> TASK OBJECTIVE
Using the listing below, report all lines holding the word "mound".

- - - -

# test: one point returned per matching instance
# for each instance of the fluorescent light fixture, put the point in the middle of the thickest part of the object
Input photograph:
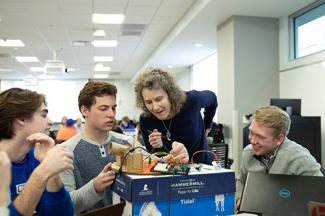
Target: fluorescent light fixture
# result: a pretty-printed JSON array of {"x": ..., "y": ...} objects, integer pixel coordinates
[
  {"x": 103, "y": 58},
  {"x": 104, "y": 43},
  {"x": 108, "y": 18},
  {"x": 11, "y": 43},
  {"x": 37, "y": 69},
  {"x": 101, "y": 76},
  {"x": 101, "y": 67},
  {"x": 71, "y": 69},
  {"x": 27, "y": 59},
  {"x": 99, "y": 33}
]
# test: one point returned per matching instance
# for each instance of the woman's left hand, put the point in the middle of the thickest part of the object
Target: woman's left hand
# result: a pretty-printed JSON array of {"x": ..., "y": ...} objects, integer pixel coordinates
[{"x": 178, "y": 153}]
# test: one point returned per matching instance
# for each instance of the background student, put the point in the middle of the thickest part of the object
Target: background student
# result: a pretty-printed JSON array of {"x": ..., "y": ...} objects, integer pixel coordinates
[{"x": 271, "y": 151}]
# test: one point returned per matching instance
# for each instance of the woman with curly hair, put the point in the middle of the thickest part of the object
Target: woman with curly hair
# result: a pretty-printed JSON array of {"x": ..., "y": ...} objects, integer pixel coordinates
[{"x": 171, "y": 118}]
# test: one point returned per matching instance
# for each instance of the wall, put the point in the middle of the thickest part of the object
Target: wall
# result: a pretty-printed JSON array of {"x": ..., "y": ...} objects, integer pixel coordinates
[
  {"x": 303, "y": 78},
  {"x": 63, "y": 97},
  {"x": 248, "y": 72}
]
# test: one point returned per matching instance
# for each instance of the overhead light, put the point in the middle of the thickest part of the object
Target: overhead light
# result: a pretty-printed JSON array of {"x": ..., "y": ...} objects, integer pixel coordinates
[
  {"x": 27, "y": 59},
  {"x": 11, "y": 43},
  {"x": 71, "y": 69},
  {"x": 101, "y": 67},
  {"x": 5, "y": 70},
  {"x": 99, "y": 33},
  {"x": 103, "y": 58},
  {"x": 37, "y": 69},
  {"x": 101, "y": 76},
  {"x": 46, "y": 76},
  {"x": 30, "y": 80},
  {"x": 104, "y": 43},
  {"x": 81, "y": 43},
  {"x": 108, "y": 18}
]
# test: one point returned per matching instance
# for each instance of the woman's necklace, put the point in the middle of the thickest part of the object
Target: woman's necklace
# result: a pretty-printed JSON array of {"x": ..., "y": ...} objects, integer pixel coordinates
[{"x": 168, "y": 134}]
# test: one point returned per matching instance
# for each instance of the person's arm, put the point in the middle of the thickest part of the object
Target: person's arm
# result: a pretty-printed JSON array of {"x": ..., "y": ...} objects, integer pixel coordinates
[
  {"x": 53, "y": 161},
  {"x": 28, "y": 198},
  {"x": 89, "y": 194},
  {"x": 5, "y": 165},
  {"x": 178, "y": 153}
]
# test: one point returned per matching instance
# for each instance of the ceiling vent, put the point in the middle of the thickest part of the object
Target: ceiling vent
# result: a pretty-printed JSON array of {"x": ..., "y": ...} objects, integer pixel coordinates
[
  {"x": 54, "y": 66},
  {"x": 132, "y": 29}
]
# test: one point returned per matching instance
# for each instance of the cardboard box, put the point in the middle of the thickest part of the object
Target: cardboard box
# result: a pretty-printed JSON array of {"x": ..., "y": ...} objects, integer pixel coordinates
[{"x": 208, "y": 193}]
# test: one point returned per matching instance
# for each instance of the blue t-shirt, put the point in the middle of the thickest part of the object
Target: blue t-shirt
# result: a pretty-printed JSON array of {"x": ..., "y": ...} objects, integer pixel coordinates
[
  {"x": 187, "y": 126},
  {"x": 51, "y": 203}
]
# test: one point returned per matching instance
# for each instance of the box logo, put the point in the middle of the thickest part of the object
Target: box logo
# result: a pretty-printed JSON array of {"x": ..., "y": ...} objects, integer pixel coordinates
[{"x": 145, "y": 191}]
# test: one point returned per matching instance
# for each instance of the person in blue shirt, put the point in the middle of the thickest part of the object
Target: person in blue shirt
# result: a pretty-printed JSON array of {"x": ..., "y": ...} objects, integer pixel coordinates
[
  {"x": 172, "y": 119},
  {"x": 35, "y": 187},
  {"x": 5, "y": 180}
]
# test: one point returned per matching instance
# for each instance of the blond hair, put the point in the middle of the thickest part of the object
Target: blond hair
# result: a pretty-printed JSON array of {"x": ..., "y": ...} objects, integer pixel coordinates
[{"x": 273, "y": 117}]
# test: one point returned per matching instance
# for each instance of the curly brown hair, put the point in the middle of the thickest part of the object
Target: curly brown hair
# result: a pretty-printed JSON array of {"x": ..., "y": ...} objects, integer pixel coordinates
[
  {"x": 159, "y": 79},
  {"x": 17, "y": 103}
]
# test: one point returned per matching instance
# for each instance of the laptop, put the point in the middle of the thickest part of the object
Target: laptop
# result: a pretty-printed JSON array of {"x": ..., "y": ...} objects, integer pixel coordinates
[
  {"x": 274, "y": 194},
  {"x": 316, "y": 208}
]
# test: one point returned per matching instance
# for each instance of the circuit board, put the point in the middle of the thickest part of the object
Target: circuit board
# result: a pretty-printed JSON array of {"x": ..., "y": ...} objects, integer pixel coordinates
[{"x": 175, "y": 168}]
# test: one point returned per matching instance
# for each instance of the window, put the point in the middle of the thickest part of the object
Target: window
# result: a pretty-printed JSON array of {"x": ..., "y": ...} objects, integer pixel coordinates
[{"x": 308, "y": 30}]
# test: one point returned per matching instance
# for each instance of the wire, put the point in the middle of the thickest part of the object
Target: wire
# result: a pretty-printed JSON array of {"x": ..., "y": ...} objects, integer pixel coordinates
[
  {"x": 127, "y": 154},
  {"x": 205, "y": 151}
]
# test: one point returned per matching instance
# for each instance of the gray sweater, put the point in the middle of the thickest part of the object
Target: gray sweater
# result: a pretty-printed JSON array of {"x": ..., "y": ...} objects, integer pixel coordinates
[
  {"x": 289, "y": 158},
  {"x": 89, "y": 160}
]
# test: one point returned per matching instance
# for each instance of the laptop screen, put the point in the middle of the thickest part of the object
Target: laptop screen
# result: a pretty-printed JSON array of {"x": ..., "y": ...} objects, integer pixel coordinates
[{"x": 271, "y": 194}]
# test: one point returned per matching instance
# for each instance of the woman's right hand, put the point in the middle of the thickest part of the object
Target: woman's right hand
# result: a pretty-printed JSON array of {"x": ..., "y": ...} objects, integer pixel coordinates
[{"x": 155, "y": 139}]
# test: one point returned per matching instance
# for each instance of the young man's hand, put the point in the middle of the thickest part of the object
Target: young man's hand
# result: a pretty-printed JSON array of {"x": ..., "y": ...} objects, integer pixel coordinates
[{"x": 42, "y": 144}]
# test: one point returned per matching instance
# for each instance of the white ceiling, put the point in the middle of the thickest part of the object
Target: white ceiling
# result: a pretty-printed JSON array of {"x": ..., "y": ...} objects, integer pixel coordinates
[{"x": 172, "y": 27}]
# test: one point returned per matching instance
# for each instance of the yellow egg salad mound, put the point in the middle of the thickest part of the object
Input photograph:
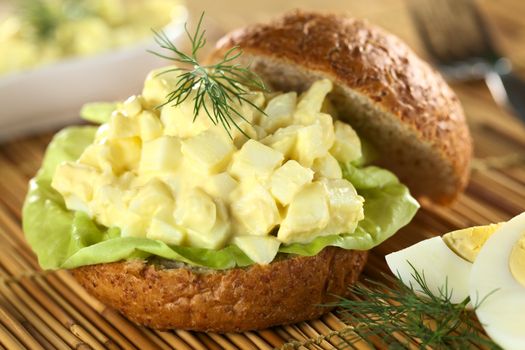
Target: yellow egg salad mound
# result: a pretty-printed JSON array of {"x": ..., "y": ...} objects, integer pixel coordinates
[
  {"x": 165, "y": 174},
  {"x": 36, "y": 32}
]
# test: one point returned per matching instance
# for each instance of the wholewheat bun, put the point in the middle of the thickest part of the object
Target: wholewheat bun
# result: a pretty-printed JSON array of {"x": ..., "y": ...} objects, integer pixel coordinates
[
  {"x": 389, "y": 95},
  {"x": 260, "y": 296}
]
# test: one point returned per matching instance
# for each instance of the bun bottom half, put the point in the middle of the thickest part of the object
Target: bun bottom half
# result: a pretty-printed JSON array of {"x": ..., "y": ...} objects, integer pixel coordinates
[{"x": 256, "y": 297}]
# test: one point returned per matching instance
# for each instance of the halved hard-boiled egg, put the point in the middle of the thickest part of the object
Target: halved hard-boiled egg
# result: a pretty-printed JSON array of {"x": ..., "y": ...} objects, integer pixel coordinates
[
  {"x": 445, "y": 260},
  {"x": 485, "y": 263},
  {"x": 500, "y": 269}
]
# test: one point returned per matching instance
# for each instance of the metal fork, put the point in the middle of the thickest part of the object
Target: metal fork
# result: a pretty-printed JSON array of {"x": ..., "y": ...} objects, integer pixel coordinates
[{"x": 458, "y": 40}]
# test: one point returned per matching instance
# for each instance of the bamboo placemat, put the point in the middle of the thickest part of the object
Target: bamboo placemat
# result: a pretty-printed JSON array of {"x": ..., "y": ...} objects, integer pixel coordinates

- - - -

> RESULT OF THE TASK
# for each instance of the yellow egg salad mound, put the point in the middle of the thickest part of the object
Target: yellow egg salad mound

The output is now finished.